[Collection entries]
* * *
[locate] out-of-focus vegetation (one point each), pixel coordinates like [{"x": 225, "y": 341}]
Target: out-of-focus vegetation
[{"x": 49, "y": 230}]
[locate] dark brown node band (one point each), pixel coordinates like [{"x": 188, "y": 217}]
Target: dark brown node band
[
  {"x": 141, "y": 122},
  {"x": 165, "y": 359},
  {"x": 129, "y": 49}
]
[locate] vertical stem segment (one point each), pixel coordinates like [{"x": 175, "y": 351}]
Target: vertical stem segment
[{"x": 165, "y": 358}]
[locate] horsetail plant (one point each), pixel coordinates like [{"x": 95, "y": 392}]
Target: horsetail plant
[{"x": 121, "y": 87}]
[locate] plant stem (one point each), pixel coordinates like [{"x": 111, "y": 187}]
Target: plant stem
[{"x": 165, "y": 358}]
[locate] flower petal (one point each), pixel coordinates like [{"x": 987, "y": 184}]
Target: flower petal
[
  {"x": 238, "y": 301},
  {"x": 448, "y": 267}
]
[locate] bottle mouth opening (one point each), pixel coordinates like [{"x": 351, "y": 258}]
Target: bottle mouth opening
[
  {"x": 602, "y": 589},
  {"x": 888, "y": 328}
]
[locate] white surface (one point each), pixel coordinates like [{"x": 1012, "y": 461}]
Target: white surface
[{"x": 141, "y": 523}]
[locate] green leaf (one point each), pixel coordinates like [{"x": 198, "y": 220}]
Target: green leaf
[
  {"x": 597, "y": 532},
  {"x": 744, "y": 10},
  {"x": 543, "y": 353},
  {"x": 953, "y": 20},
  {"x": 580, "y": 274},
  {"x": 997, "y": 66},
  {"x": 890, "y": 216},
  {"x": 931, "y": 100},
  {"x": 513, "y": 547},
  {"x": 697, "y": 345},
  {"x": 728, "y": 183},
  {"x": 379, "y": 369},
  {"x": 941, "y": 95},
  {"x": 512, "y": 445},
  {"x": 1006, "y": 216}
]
* * *
- The task -
Copy the items word for word, beginning with the line that contains "[locate] horsetail plant" and continuing through the end of the items, including both the first and last lines.

- Task response -
[locate] horsetail plant (one point each), pixel coordinates like [{"x": 95, "y": 392}]
Target: horsetail plant
[{"x": 121, "y": 87}]
[locate] plant stem (one point each), pixel coordinates like [{"x": 111, "y": 187}]
Target: plant stem
[{"x": 165, "y": 358}]
[locate] flower petal (one point each), pixel coordinates like [{"x": 987, "y": 184}]
Target: flower petal
[
  {"x": 238, "y": 301},
  {"x": 448, "y": 267}
]
[locate] bottle mouth opening (one point each), pixel coordinates like [{"x": 351, "y": 258}]
Target: bottle mouth opening
[
  {"x": 602, "y": 589},
  {"x": 888, "y": 328}
]
[locate] white surface (one point each), pixel coordinates like [{"x": 1012, "y": 461}]
Target: white surface
[{"x": 141, "y": 523}]
[locate] green leaf (one point each), pixel coordinates like [{"x": 198, "y": 220}]
Target: green leaf
[
  {"x": 597, "y": 532},
  {"x": 744, "y": 10},
  {"x": 543, "y": 353},
  {"x": 953, "y": 20},
  {"x": 580, "y": 274},
  {"x": 997, "y": 66},
  {"x": 890, "y": 216},
  {"x": 931, "y": 100},
  {"x": 513, "y": 547},
  {"x": 697, "y": 345},
  {"x": 728, "y": 183},
  {"x": 379, "y": 369},
  {"x": 941, "y": 95},
  {"x": 512, "y": 445},
  {"x": 1006, "y": 216}
]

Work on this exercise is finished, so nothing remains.